Si no
sois mejores que los letrados y los fariseos, no entraréis en el Reino de los
Cielos. (Mt
5,20)
Jesús nos
quiere proponer un estilo de vida que no se puede quedar en el mero
cumplimiento de unas normas morales o de unas tradiciones religiosas. Por eso quiere
que lleguemos a la plenitud de los mandamientos. Ya deja claro que no se trata
de abolir ninguna norma sino de llevarlas hasta las últimas consecuencias.
El sentido de
la ley que Moisés dio al pueblo de Israel era expresar la voluntad de Dios y
dejar unos mandamientos básicos que permitieran al pueblo convivir en paz y ser
felices en la tierra prometida. Pero cuando la ley se queda en el cumplimiento
y no vive el espíritu que la sostiene termina convirtiéndose en esclavitud. Así,
en lugar de mostrar la belleza y la bondad de Dios, termina por empañar su
imagen.

INFORMACIÓN PROPORCIONADA
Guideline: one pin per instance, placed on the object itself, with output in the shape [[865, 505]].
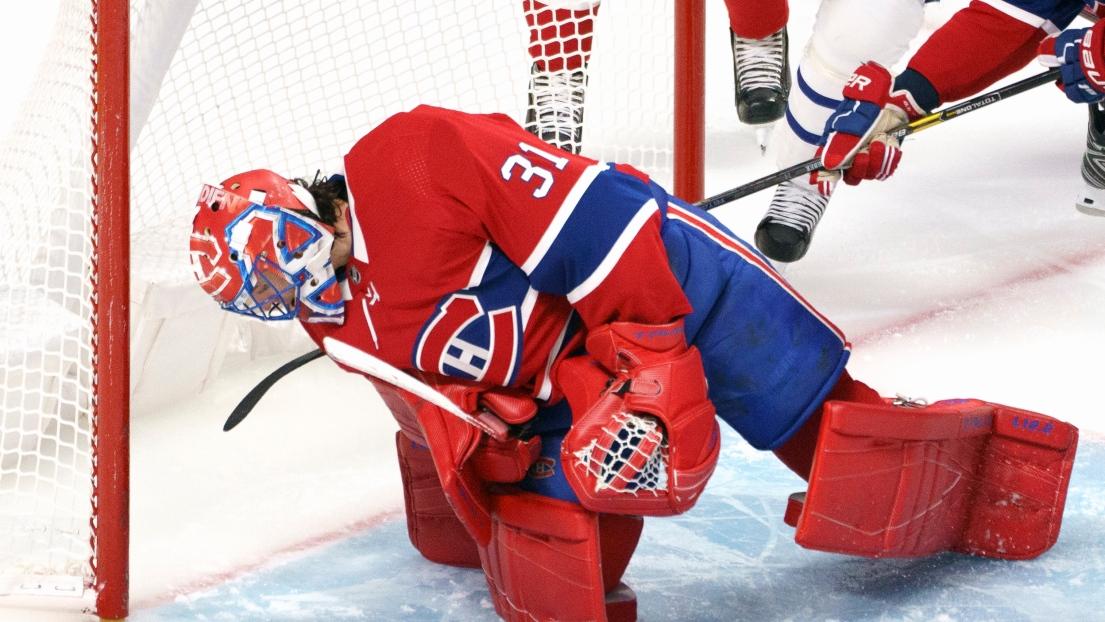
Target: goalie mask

OBJETIVOS
1 – Resume en dos oraciones el comentario sobre Mt 5,20.
2 – Prolonga el comentario sobre Mt 5,20 a partir de su última oración.
El listado procede de una fuente distinta.

LAS RESPUESTAS
1 – Jesús propone un estilo de vida que no se queda en el mero cumplimiento de normas morales o tradiciones religiosas, sino que lleva los mandamientos a su plenitud sin abolir ninguno. La ley de Moisés expresaba la voluntad de Dios y daba mandamientos básicos para convivir en paz, pero cuando se reduce al cumplimiento sin vivir el espíritu que la sostiene se vuelve esclavitud y empaña la imagen de Dios.

2 –
Jesús nos
lleva a la plenitud de la ley con su propia vida. Todo lo que nos dice en el
sermón del monte lo veremos cumplido en él mismo. La plenitud de la ley, es
decir, la voluntad de Dios no se queda en los mínimos de los diez mandamientos,
sino que desea llegar al máximo de las bienaventuranzas. No se conformará con
no matar sino que estará dispuesto a dar la vida, no se conforma con no robar
sino que es capaz de desprenderse de todos sus bienes.
Jesús nos
anima a vivir este espíritu superior a la práctica de los letrados y fariseos
para poder entrar en el Reino de los Cielos. ¿Podremos cumplirlo?
Cuando vemos
lo exigente que es su propuesta podemos asustarnos. Lo primero que descubrimos
es que nadie cumple esta perfección, sólo Jesús y la Virgen María. Pero mirar a
esta meta no debe desanimarnos sino, al revés, motivarnos para levantarnos de
nuestras caídas y seguir superándonos cada día hasta llegar a la plenitud. Esta
plenitud de la ley tiene un nombre: Amor. Se trata de vivir el amor con todas
sus consecuencias. Para hacerlo realidad el Señor no nos deja solos sino que
nos acompaña, nos ofrece la fuerza del Espíritu Santo y nos ayuda con los
sacramentos.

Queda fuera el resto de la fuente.